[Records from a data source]
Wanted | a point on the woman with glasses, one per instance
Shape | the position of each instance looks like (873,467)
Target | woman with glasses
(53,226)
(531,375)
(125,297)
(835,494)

◆ **TASK GOAL**:
Copy every entry exactly.

◆ **ANSWER AREA**:
Wanted | a point on the woman with glasses, one per instance
Shape | the position of each instance looks like (873,467)
Target | woman with glasses
(53,226)
(531,375)
(125,297)
(835,494)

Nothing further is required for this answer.